§ Reading passage
Metadata-Version: 1.1
Name: imohash
Version: 1.0.0
Summary: Fast hashing for large files
Home-page: https://github.com/kalafut/py-imohash
Author: Jim Kalafut
Author-email: jim@kalafut.net
License: MIT
Description: imohash
        =======
        
        imohash is a fast, constant-time hashing library. It uses file
        size and sampling to calculate hashes quickly, regardless of file size.
        It was originally released as a `Go library <https://github.com/kalafut/imohash>`__.
        
        ``imosum`` is a sample application to hash files from the command line, similar to
        md5sum.
        
        Installation
        ------------
        
        ``pip install imohash``
        
        Usage
        -----
        
        As a library:
        
        .. code-block:: python
        
            from imohash import hashfile
        
            hashfile('foo.txt')
            'O\x9b\xbd\xd3[\x86\x9dE\x0e3LI\x83\r~\xa3'
        
            hashfile('foo.txt', hexdigest=True)
            'a608658926d8aa86b3db8208ad279bfe'
        
            # just hash the whole file if smaller then 200000 bytes. Default is 128K
            hashfile('foo.txt', sample_threshhold=200000)
            'x86\x9dE\x0e3LI\x83\r~\xa3O\x9b\xbd\xd3[E'
        
            # use samples of 1000 bytes. Default is 16K
            hashfile('foo.txt', sample_size=1000)

§ Problems and tasks
A) In the imohash package description, what is the default sample size?
B) Print the imohash package description from "from imohash import" to "hashfile('foo.txt', sample_size=1000)".
The records have nothing to do with the imohash package description.

§ Extracted data

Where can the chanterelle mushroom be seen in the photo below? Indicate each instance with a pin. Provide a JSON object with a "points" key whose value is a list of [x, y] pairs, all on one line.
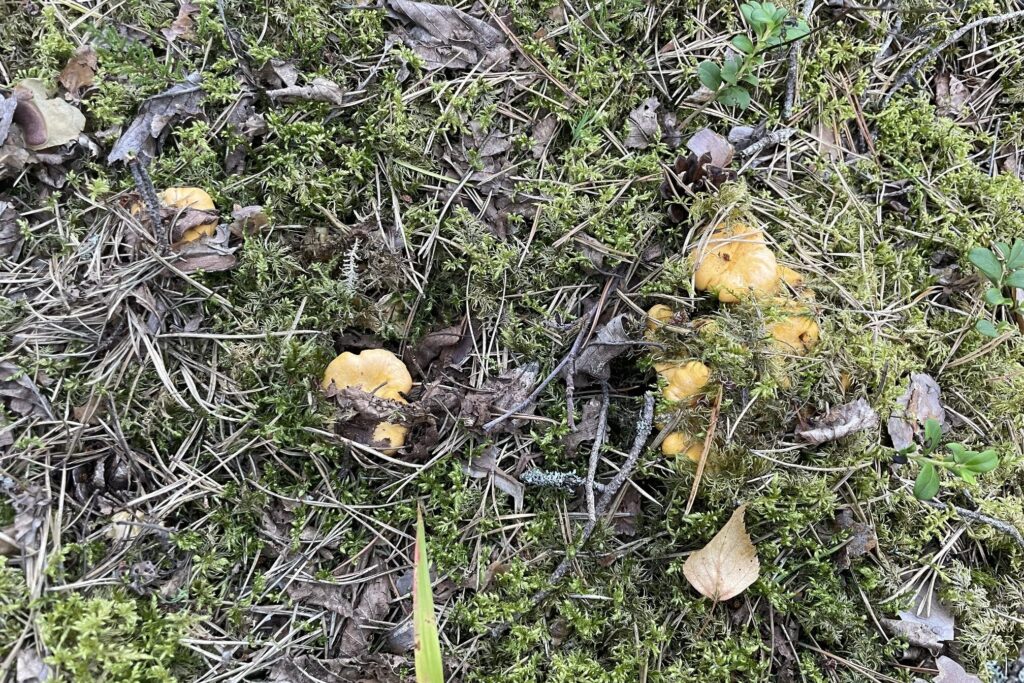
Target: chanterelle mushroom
{"points": [[192, 198], [683, 380], [682, 443], [380, 373], [797, 333], [734, 263]]}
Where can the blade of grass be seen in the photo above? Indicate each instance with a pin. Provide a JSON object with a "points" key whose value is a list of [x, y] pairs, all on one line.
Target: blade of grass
{"points": [[429, 668]]}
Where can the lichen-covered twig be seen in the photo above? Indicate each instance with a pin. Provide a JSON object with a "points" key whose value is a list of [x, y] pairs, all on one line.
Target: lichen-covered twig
{"points": [[595, 452], [1004, 526], [644, 426], [905, 77]]}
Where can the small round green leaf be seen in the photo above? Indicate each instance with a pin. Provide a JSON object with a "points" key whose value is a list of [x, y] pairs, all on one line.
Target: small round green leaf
{"points": [[927, 484], [710, 75]]}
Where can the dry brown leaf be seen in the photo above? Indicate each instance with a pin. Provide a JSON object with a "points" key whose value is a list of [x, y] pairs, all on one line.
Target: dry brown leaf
{"points": [[183, 26], [728, 564], [840, 422], [921, 401]]}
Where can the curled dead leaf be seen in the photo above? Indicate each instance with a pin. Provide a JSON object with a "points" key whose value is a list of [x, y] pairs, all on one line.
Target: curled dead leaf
{"points": [[728, 564]]}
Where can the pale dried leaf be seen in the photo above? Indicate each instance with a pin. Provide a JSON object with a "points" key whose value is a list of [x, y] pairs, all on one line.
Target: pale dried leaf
{"points": [[921, 401], [642, 125], [152, 125], [183, 25], [318, 90], [79, 73], [609, 342], [64, 122], [842, 421], [448, 38], [728, 564], [708, 141], [951, 672]]}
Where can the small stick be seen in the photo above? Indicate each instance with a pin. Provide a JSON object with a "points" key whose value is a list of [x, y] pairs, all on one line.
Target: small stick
{"points": [[489, 427], [791, 79], [709, 439], [644, 427], [1006, 527], [953, 37], [595, 452]]}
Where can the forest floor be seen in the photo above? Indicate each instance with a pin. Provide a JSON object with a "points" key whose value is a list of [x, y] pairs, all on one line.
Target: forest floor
{"points": [[788, 231]]}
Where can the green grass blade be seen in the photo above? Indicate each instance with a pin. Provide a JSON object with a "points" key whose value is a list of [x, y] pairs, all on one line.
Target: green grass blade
{"points": [[429, 668]]}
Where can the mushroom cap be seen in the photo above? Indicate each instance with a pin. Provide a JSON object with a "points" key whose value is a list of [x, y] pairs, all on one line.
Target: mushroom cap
{"points": [[683, 380], [736, 262], [795, 334], [682, 443], [190, 198], [375, 371], [392, 434], [657, 315]]}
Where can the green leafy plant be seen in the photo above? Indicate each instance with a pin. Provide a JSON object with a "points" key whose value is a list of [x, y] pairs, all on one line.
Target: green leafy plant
{"points": [[770, 27], [1004, 267], [429, 667], [961, 462]]}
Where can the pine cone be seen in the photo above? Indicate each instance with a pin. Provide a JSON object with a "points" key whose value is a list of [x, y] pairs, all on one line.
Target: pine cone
{"points": [[694, 174]]}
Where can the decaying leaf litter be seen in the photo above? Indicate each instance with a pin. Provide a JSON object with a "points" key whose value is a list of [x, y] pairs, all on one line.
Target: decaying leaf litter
{"points": [[628, 312]]}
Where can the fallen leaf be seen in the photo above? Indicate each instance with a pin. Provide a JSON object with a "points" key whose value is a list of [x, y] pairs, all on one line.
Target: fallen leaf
{"points": [[642, 124], [61, 121], [318, 90], [708, 141], [183, 25], [920, 402], [862, 539], [448, 38], [840, 422], [950, 672], [928, 625], [950, 94], [728, 564], [609, 342], [79, 73], [22, 393], [485, 466], [153, 123], [10, 231]]}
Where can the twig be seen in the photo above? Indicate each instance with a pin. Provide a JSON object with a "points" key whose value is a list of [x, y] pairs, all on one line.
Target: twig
{"points": [[570, 356], [1004, 526], [595, 452], [644, 427], [953, 37], [150, 199], [709, 439], [777, 136], [791, 79]]}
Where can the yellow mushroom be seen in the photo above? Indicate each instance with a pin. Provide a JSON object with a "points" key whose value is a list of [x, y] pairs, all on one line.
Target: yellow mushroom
{"points": [[797, 333], [378, 372], [682, 443], [683, 380], [190, 198], [657, 315], [734, 263]]}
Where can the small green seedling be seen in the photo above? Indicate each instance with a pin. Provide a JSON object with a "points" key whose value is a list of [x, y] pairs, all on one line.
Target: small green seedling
{"points": [[768, 28], [1004, 267], [961, 462], [429, 667]]}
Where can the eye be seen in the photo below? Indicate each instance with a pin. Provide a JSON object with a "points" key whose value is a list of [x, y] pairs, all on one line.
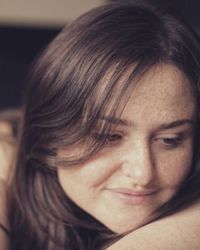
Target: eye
{"points": [[170, 142], [107, 137]]}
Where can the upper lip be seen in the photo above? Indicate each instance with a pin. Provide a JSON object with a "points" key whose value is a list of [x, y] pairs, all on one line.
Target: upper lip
{"points": [[131, 192]]}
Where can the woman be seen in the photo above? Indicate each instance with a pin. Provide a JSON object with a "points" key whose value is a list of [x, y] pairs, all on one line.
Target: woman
{"points": [[109, 145]]}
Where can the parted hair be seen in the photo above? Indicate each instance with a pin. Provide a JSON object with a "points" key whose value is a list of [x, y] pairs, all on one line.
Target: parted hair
{"points": [[65, 97]]}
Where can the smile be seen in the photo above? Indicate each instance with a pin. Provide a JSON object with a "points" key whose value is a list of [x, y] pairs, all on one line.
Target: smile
{"points": [[130, 197]]}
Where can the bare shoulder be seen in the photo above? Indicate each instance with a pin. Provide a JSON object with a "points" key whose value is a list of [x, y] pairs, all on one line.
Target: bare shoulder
{"points": [[4, 239], [180, 231]]}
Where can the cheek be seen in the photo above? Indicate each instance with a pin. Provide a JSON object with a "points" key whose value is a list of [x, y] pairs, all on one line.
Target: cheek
{"points": [[175, 169], [92, 173]]}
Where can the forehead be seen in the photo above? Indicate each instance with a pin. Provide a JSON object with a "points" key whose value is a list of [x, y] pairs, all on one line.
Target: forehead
{"points": [[163, 93]]}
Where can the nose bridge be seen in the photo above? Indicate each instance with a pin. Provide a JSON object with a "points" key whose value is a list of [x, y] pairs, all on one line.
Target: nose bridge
{"points": [[138, 162]]}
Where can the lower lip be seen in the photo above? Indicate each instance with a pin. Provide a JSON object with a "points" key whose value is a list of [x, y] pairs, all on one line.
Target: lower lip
{"points": [[130, 199]]}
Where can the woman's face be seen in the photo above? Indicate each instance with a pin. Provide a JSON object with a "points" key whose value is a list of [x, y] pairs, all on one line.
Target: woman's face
{"points": [[147, 156]]}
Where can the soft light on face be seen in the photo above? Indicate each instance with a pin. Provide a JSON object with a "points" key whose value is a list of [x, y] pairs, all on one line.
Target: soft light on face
{"points": [[147, 156]]}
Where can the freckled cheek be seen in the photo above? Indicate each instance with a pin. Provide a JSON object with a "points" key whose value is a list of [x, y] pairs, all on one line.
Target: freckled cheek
{"points": [[176, 169], [97, 171]]}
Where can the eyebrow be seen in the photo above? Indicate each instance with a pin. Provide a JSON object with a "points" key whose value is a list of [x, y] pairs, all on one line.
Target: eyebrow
{"points": [[163, 126]]}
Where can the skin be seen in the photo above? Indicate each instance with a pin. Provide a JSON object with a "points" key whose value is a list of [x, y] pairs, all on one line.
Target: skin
{"points": [[147, 157]]}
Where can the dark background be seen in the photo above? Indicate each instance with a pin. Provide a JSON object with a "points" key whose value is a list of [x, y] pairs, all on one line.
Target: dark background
{"points": [[19, 46]]}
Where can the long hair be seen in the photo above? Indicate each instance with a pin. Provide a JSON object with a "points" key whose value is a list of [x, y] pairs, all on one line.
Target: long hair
{"points": [[75, 81]]}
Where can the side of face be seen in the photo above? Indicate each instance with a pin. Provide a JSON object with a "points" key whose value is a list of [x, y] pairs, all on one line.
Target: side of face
{"points": [[147, 156]]}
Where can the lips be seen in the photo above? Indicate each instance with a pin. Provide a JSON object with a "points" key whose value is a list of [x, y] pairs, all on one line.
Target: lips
{"points": [[132, 197], [131, 192]]}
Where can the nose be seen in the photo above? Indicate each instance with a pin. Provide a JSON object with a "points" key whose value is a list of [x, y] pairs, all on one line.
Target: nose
{"points": [[138, 164]]}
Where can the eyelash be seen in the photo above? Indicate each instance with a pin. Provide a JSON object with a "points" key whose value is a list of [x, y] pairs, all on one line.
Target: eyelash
{"points": [[171, 142], [114, 138]]}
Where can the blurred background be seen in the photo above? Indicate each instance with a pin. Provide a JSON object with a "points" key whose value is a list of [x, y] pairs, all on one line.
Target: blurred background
{"points": [[26, 27]]}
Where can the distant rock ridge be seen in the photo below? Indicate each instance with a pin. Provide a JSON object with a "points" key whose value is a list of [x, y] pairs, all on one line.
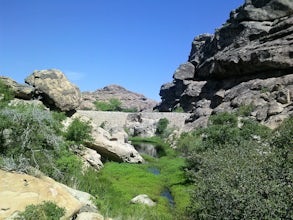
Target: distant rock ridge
{"points": [[129, 100], [248, 61]]}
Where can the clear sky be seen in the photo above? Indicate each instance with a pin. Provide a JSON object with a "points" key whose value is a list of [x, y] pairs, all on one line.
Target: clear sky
{"points": [[137, 44]]}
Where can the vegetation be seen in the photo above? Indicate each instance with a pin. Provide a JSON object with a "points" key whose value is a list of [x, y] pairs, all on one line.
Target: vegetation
{"points": [[31, 136], [112, 105], [232, 169], [114, 181], [45, 211], [239, 173], [6, 94]]}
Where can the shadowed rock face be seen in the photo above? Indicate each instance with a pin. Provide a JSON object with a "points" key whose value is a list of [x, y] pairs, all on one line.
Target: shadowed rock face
{"points": [[55, 90], [249, 60]]}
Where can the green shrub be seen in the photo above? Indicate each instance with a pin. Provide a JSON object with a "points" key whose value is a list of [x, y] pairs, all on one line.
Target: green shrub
{"points": [[78, 131], [6, 94], [240, 177], [45, 211], [162, 126], [30, 133]]}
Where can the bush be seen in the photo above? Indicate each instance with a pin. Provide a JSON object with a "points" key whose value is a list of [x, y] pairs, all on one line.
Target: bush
{"points": [[29, 132], [78, 131], [6, 94], [238, 176], [45, 211], [162, 126]]}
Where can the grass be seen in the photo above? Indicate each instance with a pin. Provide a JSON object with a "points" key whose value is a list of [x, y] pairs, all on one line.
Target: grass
{"points": [[118, 183]]}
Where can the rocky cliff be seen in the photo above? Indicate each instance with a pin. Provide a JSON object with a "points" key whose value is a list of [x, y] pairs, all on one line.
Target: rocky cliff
{"points": [[129, 100], [246, 62]]}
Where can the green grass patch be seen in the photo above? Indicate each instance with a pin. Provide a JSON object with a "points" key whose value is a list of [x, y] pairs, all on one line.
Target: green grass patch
{"points": [[118, 183]]}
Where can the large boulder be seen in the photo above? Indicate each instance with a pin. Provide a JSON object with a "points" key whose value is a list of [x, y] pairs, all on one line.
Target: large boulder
{"points": [[256, 38], [20, 90], [248, 61], [20, 190], [55, 90], [112, 148], [111, 145], [129, 100]]}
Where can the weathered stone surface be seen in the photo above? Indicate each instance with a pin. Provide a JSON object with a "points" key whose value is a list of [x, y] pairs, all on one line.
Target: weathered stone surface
{"points": [[90, 216], [20, 91], [248, 61], [256, 38], [112, 146], [55, 90], [112, 149], [20, 190], [143, 199], [129, 100], [90, 157]]}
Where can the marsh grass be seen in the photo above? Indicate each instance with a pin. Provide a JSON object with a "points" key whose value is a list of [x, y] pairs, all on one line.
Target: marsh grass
{"points": [[118, 183]]}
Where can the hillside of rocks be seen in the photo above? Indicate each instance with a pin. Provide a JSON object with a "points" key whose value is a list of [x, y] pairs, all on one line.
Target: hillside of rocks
{"points": [[246, 62], [129, 99]]}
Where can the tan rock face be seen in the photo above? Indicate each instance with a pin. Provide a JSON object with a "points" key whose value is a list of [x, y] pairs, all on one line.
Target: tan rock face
{"points": [[20, 190], [55, 89]]}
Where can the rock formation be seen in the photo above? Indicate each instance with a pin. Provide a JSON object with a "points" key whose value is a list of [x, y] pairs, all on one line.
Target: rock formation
{"points": [[20, 190], [20, 91], [111, 145], [248, 61], [54, 90], [129, 100]]}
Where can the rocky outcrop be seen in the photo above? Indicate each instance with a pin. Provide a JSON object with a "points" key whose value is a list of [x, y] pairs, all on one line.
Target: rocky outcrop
{"points": [[20, 190], [112, 148], [129, 100], [248, 61], [20, 91], [111, 145], [54, 90]]}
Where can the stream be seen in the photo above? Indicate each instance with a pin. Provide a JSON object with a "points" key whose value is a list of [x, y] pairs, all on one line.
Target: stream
{"points": [[151, 150]]}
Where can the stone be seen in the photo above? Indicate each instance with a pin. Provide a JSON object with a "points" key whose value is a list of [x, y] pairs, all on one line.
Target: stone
{"points": [[54, 89], [20, 190], [90, 157], [113, 150], [110, 146], [184, 72], [248, 61], [90, 216], [129, 100], [20, 91], [275, 108], [143, 199]]}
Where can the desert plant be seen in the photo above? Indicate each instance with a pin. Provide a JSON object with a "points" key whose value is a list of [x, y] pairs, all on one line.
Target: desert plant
{"points": [[241, 177], [6, 94]]}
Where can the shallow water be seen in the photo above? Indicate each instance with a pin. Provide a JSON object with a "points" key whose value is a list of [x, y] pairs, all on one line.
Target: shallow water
{"points": [[167, 194], [146, 148]]}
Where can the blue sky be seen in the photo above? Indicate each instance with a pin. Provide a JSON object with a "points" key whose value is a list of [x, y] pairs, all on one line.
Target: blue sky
{"points": [[137, 44]]}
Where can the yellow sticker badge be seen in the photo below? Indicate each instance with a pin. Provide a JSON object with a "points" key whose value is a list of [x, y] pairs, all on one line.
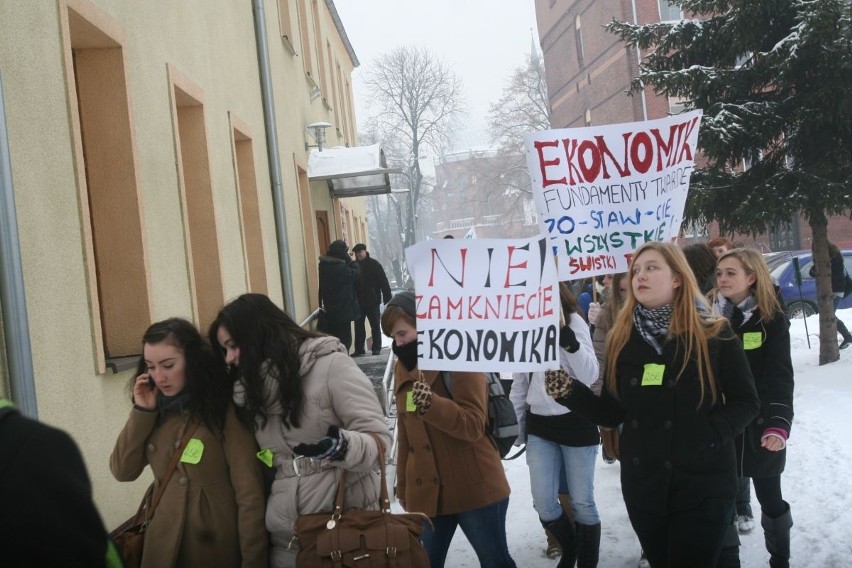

§ Results for each task
A) 16K

B)
from imohash import hashfile
        
            hashfile('foo.txt')
            'O\x9b\xbd\xd3[\x86\x9dE\x0e3LI\x83\r~\xa3'
        
            hashfile('foo.txt', hexdigest=True)
            'a608658926d8aa86b3db8208ad279bfe'
        
            # just hash the whole file if smaller then 200000 bytes. Default is 128K
            hashfile('foo.txt', sample_threshhold=200000)
            'x86\x9dE\x0e3LI\x83\r~\xa3O\x9b\xbd\xd3[E'
        
            # use samples of 1000 bytes. Default is 16K
            hashfile('foo.txt', sample_size=1000)